» **PROBLEM DESCRIPTION**: Please pick out every line of the records below that contains the string "target", and copy each one. Letter case must match.

------ LISTED RECORDS

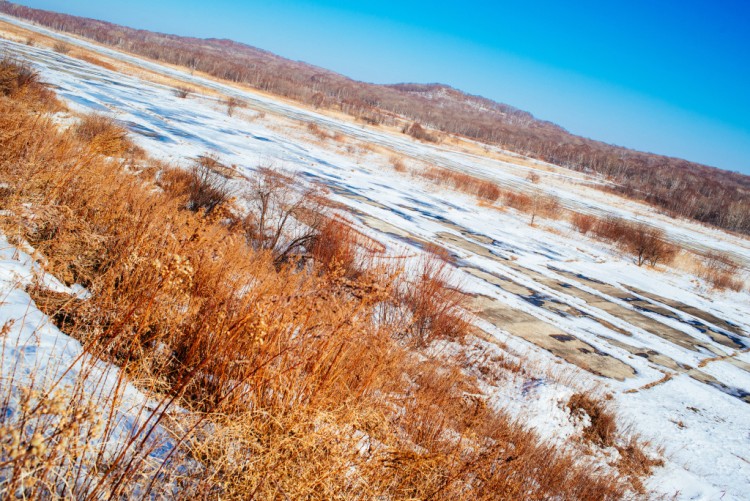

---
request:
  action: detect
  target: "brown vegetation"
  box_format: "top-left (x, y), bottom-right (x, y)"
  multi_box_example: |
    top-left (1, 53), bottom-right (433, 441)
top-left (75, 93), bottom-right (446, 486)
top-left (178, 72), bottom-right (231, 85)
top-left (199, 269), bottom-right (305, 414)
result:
top-left (698, 252), bottom-right (745, 291)
top-left (75, 114), bottom-right (138, 157)
top-left (52, 41), bottom-right (71, 54)
top-left (572, 213), bottom-right (678, 266)
top-left (0, 1), bottom-right (750, 233)
top-left (567, 393), bottom-right (617, 447)
top-left (75, 54), bottom-right (117, 71)
top-left (0, 48), bottom-right (648, 499)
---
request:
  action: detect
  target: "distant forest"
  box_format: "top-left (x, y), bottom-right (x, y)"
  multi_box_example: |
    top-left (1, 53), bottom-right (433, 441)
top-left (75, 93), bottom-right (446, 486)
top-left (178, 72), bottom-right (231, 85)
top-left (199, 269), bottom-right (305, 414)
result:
top-left (0, 1), bottom-right (750, 234)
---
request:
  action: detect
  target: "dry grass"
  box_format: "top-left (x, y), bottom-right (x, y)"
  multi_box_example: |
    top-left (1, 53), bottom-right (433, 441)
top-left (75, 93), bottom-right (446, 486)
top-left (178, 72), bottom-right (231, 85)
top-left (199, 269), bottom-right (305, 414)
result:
top-left (567, 393), bottom-right (617, 447)
top-left (571, 212), bottom-right (597, 235)
top-left (52, 41), bottom-right (71, 54)
top-left (0, 68), bottom-right (648, 499)
top-left (388, 155), bottom-right (407, 173)
top-left (75, 114), bottom-right (141, 157)
top-left (73, 53), bottom-right (117, 71)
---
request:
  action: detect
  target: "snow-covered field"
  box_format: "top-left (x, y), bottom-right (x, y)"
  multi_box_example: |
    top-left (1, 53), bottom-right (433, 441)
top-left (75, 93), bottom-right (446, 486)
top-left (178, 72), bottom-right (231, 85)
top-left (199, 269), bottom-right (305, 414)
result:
top-left (0, 18), bottom-right (750, 499)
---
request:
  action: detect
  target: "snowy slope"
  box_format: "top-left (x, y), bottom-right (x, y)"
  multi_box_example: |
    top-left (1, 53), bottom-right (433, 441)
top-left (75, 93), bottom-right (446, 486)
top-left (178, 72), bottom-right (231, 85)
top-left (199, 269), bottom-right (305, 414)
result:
top-left (0, 28), bottom-right (750, 499)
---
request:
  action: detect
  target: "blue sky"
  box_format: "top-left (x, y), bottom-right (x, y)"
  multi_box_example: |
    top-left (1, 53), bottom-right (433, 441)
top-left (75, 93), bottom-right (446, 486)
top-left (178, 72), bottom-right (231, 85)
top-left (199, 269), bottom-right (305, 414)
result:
top-left (13, 0), bottom-right (750, 174)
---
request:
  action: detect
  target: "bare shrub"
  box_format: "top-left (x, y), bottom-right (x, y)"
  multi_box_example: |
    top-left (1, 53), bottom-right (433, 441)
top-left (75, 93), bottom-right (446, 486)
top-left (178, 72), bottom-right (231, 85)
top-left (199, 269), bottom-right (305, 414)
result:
top-left (700, 252), bottom-right (745, 292)
top-left (571, 212), bottom-right (597, 235)
top-left (0, 57), bottom-right (40, 96)
top-left (241, 168), bottom-right (326, 264)
top-left (0, 68), bottom-right (640, 500)
top-left (503, 191), bottom-right (534, 212)
top-left (567, 393), bottom-right (617, 447)
top-left (388, 155), bottom-right (406, 173)
top-left (307, 122), bottom-right (331, 141)
top-left (225, 96), bottom-right (245, 118)
top-left (79, 54), bottom-right (117, 71)
top-left (625, 223), bottom-right (677, 266)
top-left (172, 85), bottom-right (191, 97)
top-left (528, 191), bottom-right (560, 226)
top-left (398, 252), bottom-right (469, 346)
top-left (403, 122), bottom-right (437, 143)
top-left (187, 155), bottom-right (232, 215)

------------

» **COMPLETE ANSWER**:
  target: "brown vegetation"
  target: "distant forest"
  target: "dry grass"
  target: "snow-covered field"
  target: "snowy slope"
  target: "blue sky"
  target: "bare shrub"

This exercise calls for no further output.